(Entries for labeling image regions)
########################################
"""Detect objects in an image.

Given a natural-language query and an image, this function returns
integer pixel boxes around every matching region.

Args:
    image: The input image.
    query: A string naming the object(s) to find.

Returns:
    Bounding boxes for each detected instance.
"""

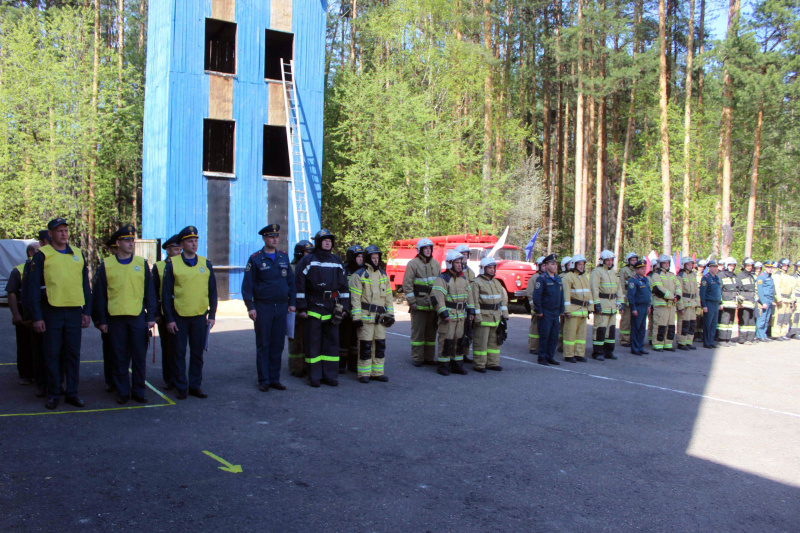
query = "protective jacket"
[403,255,442,311]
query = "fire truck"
[386,233,536,308]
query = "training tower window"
[264,30,294,81]
[262,126,292,178]
[203,118,236,174]
[205,18,236,74]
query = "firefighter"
[92,225,156,405]
[561,254,594,363]
[650,254,681,352]
[23,218,92,409]
[556,256,572,353]
[736,257,756,344]
[589,250,622,361]
[454,244,475,364]
[700,259,722,349]
[403,238,442,366]
[694,259,708,342]
[525,255,544,355]
[675,256,699,350]
[469,257,508,374]
[431,250,475,376]
[350,244,394,383]
[717,257,739,348]
[339,244,364,374]
[625,259,652,355]
[161,226,217,400]
[617,252,639,348]
[789,261,800,340]
[772,257,794,341]
[295,228,350,387]
[533,254,564,366]
[289,239,314,378]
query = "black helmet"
[344,244,364,267]
[294,239,314,261]
[314,228,336,248]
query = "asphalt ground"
[0,309,800,532]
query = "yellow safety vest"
[103,255,145,316]
[39,244,86,307]
[172,255,211,316]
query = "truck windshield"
[481,248,521,261]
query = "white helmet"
[444,250,464,270]
[478,257,497,275]
[417,237,433,253]
[453,244,469,254]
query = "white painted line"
[386,331,800,418]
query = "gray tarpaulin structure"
[0,239,36,303]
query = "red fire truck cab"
[386,233,536,310]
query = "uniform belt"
[361,303,386,313]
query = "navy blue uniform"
[627,274,651,355]
[533,272,564,360]
[700,273,722,348]
[161,254,217,391]
[26,245,92,399]
[92,255,156,398]
[242,248,297,385]
[756,272,775,339]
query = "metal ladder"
[281,58,311,242]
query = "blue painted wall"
[142,0,326,297]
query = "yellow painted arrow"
[203,450,243,474]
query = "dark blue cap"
[258,224,281,237]
[178,226,198,240]
[47,218,67,230]
[161,233,181,250]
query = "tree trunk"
[744,102,764,257]
[721,0,740,257]
[681,0,694,255]
[658,0,672,255]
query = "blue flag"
[525,229,539,261]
########################################
| Problem details |
Copy the rows verbatim, beginning at the very start and continuing through the line that contains "[386,331,800,418]", with that line included. Omit the pictures from the copy.

| Answer for this exercise |
"""Detect objects in an image.

Given a natural-language query and an image, this function returns
integer pixel boxes around every matching region.

Args:
    image: The input image.
    query: A string naming the object(s) to find.

Returns:
    Bounding boxes for each detected instance.
"""

query = "protective jacket"
[403,255,442,311]
query = "fire truck"
[386,233,536,308]
query = "training tower window"
[264,30,294,81]
[262,126,292,178]
[203,118,236,174]
[205,18,236,74]
query = "firefighter"
[92,225,156,405]
[561,254,594,363]
[650,254,681,352]
[23,218,92,409]
[556,256,572,353]
[736,257,756,344]
[589,250,622,361]
[454,244,475,364]
[700,259,722,349]
[403,238,442,366]
[694,259,708,342]
[525,255,544,355]
[675,256,699,350]
[469,257,508,374]
[431,250,475,376]
[350,244,394,383]
[717,257,739,348]
[339,244,364,374]
[625,259,652,355]
[161,226,217,400]
[617,252,639,348]
[789,261,800,340]
[772,257,794,341]
[295,228,350,387]
[533,254,564,366]
[289,239,314,378]
query = "black helmet"
[344,244,364,267]
[294,239,314,261]
[314,228,336,248]
query = "asphalt ground"
[0,309,800,532]
query = "yellow safety vest"
[103,255,145,316]
[39,244,86,307]
[172,255,211,316]
query = "truck windshield"
[481,248,521,261]
query = "white helmet"
[444,250,464,270]
[478,257,497,275]
[417,237,433,253]
[453,244,469,254]
query = "white painted line"
[386,331,800,418]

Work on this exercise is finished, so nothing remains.